# [EXCERPTED TEXT]
Writer/Author/Publisher/Speaker, Garden Guides Press

NOVEMBER 08, 2016 As we celebrate and honor the men and women who have served our country this Veterans Day, it’s also good to note how many of those former service members contribute to our nation’s small businesses.

Jim Cragg is one of these veteran business owners. An Army Reserve Lieutenant Colonel, Cragg is president and CEO of S.O.Tech/Special Operations Technologies Inc., which he founded more then 18 years ago. He also provides jobs to veterans through Green Vets Los Angeles, a nonprofit vocational rehabilitation program he started to provide job training and employment for returning veterans.

“Our program provides at-risk veterans with meaningful projects where they produce products that provide them with a sense of value in society,” he says. “Our products have a social meaning, like reusable cloth shopping bags and challenge bears for children, but at their base, they show veterans that they have a marketable skill that is valuable to our society—the society that they are struggling to rejoin.”

# [TASKS TO CARRY OUT]
1 – According to the Veterans Day article, what military rank does Jim Cragg hold?
2 – List every title or position the Veterans Day article gives Jim Cragg.
The data is not needed for this work.

Items from a labeling collection
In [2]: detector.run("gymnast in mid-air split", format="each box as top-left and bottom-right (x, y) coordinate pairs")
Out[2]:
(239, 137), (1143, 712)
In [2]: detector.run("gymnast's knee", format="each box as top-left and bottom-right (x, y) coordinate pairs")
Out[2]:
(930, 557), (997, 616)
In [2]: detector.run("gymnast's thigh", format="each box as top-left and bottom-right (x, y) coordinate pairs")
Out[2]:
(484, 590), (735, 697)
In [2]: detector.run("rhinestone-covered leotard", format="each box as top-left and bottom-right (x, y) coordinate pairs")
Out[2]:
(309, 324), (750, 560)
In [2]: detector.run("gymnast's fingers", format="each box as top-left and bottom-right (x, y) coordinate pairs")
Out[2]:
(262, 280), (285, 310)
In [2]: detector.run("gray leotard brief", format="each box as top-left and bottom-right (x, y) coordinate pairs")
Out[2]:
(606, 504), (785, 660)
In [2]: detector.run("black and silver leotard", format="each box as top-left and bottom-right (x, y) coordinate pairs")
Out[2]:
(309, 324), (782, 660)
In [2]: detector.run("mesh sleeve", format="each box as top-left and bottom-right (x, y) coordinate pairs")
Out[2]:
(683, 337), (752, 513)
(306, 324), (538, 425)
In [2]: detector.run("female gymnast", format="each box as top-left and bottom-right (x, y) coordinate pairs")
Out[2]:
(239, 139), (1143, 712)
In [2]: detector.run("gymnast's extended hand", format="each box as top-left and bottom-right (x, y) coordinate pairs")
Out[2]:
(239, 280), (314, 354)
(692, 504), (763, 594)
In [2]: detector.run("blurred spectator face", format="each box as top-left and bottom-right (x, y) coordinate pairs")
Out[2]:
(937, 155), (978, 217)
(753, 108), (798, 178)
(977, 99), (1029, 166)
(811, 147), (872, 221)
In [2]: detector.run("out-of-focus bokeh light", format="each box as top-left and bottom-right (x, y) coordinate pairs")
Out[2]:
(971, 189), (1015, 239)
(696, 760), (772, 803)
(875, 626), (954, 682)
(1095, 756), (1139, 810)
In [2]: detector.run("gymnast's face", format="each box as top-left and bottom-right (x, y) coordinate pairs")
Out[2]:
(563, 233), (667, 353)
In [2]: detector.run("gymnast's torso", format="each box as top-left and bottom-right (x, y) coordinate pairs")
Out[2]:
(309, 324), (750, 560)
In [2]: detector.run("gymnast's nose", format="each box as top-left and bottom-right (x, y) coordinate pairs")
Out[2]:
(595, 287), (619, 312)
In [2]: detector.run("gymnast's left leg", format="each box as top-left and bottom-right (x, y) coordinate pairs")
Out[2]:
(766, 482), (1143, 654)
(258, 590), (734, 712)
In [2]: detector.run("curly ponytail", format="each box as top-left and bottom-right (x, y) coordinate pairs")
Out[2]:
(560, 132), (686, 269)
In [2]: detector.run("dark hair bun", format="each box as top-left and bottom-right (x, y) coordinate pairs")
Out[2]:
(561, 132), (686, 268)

# [OUTPUTS]
1 – He is an Army Reserve Lieutenant Colonel.

2 – Army Reserve Lieutenant Colonel, president, CEO